Work to be completed - A verbatim copy of all the data is required, minus any images.

##### Data supplied #####

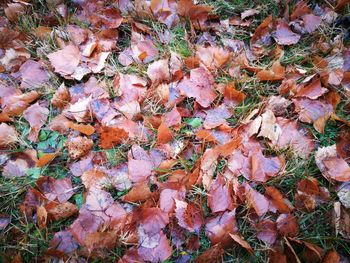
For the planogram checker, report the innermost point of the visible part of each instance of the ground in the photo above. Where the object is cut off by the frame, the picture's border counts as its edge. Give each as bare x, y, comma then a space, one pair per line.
24, 237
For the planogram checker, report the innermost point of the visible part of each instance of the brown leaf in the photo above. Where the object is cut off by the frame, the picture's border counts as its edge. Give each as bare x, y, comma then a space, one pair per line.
332, 166
14, 10
80, 110
172, 118
213, 57
55, 189
287, 225
155, 251
15, 105
312, 90
97, 240
216, 117
248, 13
140, 192
86, 129
66, 60
219, 228
8, 136
220, 196
311, 22
36, 115
267, 231
111, 136
94, 178
277, 200
45, 159
41, 214
275, 73
213, 255
139, 170
164, 134
169, 195
158, 71
313, 111
62, 242
256, 200
32, 75
187, 8
331, 257
238, 239
61, 97
284, 36
269, 127
189, 216
59, 211
296, 138
199, 86
78, 146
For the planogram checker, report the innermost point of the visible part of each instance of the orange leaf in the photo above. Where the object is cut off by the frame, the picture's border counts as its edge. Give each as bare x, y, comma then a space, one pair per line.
45, 159
164, 134
110, 136
86, 129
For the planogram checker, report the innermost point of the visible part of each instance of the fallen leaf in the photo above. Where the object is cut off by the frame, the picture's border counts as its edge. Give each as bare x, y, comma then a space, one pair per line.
287, 225
216, 117
238, 239
277, 200
199, 86
256, 200
86, 129
220, 196
61, 97
276, 72
111, 136
188, 215
8, 136
164, 134
284, 36
312, 90
45, 159
267, 231
41, 214
139, 192
213, 57
78, 146
332, 166
213, 254
36, 115
219, 228
66, 60
158, 71
32, 75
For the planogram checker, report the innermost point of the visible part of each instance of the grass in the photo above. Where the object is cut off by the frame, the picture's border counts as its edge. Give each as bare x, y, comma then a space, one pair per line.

#####

Output of the task -
For the planogram checker, report the innermost point of the visible part of each instance of the ground in the photo above. Where the object is cut off by the frame, the picture's border counts as its edge. Give each as bare x, y, comma then a space, one pair per line.
24, 237
For the planogram checker, report the innermost point of the visible part of each instance of the brown leaf in the photo above. Where the object is cut off by the frame, the picture's border counts as its edge. Give each as bare x, y, comma then a space, one pair per line.
332, 166
14, 10
80, 110
172, 118
213, 57
55, 189
287, 225
155, 251
15, 105
312, 90
97, 240
216, 117
248, 13
140, 192
86, 129
66, 60
219, 228
8, 136
220, 196
311, 22
36, 115
267, 231
111, 136
94, 178
277, 200
45, 159
41, 214
275, 73
213, 255
139, 170
164, 134
169, 195
158, 71
313, 111
62, 242
256, 200
32, 75
187, 8
331, 257
238, 239
61, 97
284, 36
269, 127
189, 216
59, 211
296, 138
199, 86
78, 146
For the planogram checker, report the innermost point of the visible part of each instance of the orange leaf in the photo above. Where the object is cut off by the frame, the picture's border counts as its edge. Give each as bare x, y, comma then a space, one pair per line.
45, 159
164, 134
110, 136
86, 129
For the planogram checker, report the innermost point of the visible part of each instance of the fallen leaf in the photo above. Where the object is cut off by the frame, the picture's border counts as its edge. Give each as bare x, y, comma then a space, one pair per line.
287, 225
216, 117
238, 239
277, 200
199, 86
256, 200
86, 129
220, 196
61, 97
276, 72
111, 136
188, 215
8, 136
164, 134
284, 36
312, 90
45, 159
267, 231
41, 214
139, 192
213, 57
78, 146
332, 166
213, 254
36, 115
219, 228
66, 60
158, 71
32, 75
For the planogram checker, report the innermost point of the visible part of each instance of the grass in the photo above. Where the object is cut off by the frame, the picture's border counts as its edge. Give each as bare x, y, comma then a space, one pair per line.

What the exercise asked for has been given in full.